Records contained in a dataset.
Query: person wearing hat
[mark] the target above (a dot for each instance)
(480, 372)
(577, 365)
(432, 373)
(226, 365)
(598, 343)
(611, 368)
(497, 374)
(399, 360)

INSTRUCTIONS FOR THE TASK. Copy every record verbatim.

TASK RESPONSE.
Query: person wearing hat
[mark] the target above (a dot for each instance)
(480, 372)
(577, 365)
(432, 373)
(226, 365)
(598, 343)
(611, 368)
(497, 374)
(399, 360)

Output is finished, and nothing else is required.